[WORK TO BE COMPLETED] Please output each entry in the material beneath exactly as shown.

[PROVIDED DATA]
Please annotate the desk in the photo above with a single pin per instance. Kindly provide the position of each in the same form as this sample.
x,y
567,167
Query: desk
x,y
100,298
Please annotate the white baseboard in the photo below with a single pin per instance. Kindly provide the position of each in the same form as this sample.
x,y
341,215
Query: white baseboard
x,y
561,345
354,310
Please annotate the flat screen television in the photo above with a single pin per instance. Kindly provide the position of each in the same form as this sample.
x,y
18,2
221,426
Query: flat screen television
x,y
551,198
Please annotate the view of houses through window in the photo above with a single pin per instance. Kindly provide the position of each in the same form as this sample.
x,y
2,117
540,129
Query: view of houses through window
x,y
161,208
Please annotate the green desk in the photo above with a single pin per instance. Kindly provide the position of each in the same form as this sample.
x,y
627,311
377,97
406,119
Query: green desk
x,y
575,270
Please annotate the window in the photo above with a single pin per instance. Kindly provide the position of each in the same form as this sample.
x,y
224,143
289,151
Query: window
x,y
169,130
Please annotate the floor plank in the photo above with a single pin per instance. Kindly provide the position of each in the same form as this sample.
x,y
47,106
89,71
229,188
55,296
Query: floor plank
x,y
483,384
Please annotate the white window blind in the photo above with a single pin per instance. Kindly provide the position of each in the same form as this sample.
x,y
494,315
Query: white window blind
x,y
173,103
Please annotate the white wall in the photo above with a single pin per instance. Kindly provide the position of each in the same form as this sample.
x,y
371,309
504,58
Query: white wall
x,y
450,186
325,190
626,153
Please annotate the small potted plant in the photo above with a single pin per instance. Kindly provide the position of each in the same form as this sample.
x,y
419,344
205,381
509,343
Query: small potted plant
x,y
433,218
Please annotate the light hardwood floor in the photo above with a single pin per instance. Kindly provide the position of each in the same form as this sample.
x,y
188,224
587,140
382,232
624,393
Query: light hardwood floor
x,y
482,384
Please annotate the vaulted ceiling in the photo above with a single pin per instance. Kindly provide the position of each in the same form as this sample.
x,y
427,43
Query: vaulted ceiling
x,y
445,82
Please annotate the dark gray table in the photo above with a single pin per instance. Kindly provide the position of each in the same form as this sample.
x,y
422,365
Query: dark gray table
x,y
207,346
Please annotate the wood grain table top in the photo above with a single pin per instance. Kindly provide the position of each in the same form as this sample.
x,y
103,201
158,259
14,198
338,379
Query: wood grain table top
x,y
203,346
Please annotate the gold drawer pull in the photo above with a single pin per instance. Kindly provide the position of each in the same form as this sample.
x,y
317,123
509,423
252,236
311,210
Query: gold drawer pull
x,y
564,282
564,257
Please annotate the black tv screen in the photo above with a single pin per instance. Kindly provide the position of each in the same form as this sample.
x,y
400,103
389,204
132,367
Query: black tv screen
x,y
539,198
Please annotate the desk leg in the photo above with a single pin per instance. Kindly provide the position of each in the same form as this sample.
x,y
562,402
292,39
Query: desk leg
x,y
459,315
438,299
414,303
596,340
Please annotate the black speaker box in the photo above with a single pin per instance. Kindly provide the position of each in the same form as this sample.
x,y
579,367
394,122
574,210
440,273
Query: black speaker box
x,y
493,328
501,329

[SOLUTION FOR THIS PROBLEM]
Please annotate the desk in the photo above with a single pin per instance. Kindly provide the position of each in the same form as this sample.
x,y
567,167
Query: desk
x,y
100,298
Please annotate the white baseboard in the photo below with a single pin per instance. Kindly provide the position of each in the same form as this sample.
x,y
341,215
Query: white baseboard
x,y
561,345
354,310
Please annotate the flat screen television in the photo above with a single pin per instance. Kindly provide the position of each in the same form as this sample.
x,y
18,2
221,426
Query: flat screen television
x,y
551,198
Please annotate the view of houses through window in the photo above with a single pin per instance. Kindly provide the position of each in the same form as this sample.
x,y
2,117
540,129
Query: view of houses through window
x,y
161,208
Please annotate the green desk in the photo above with a single pin per instance. Kindly provide the position of each in the same form as this sample.
x,y
627,311
377,97
406,119
Query: green desk
x,y
575,270
Please annotate the window in the photo above with a single pin per instance. Kindly provide the position of each in the same form as this sample.
x,y
224,143
289,151
Query: window
x,y
169,130
Please annotate the floor plank in the photo above with a single pin per instance. Kindly provide the position of each in the same form as this sample.
x,y
47,106
89,71
229,188
55,296
Query: floor plank
x,y
483,384
Please annotate the white window blind in the photo above with a single pin per instance. Kindly provide the position of each in the same form as this sample.
x,y
494,315
Query: white window blind
x,y
173,103
Please annotate the white wall in the photo above with a single pin per instance. Kindly provide the position of each in the same form as this sample.
x,y
371,309
504,58
Query: white wall
x,y
450,186
325,190
626,153
Please annotate the small potted plant in the photo above with a single pin per instance. Kindly provide the position of each in the same form as this sample.
x,y
419,344
205,381
509,343
Query: small potted plant
x,y
433,218
Please annotate the light hardwood floor in the photo above with a single pin per instance. Kindly provide the position of each in the same form as this sample.
x,y
188,224
587,140
382,232
624,393
Query: light hardwood floor
x,y
482,384
Please annotate the vaulted ceiling in the photo above with a single pin per instance. Kindly provide the position of each in the same form as this sample.
x,y
427,43
Query: vaulted ceiling
x,y
445,82
Please annotate the dark gray table in the photo above with a single pin per instance. Kindly provide the position of each in the same form as this sample.
x,y
422,365
Query: dark gray table
x,y
207,346
Please annotate the wood grain table top in the photo above with a single pin per instance. Kindly provide the position of each in the same form as this sample.
x,y
103,201
158,259
14,198
338,379
Query: wood grain table top
x,y
203,346
Please annotate the gold drawer pull in the photo above with a single pin per instance. Kindly provide the position of each in the same form as this sample.
x,y
317,123
509,423
252,236
311,210
Query: gold drawer pull
x,y
564,282
564,257
Please annotate the black tv screen in the photo above with a single pin per instance. Kindly provide the position of each in the same form as this sample.
x,y
400,103
389,204
132,367
Query: black tv screen
x,y
539,198
Please annotate the desk leg in the photo above with a single pin per instance. Kindly provide the position of each in the same form as this sample.
x,y
562,402
292,39
Query: desk leg
x,y
459,315
438,299
414,303
596,340
Please annotate the black speaker box in the photo above with a single pin per instance. Kindly provide the position of each in the same form as this sample.
x,y
579,367
394,122
574,210
440,273
Query: black speaker box
x,y
493,328
501,329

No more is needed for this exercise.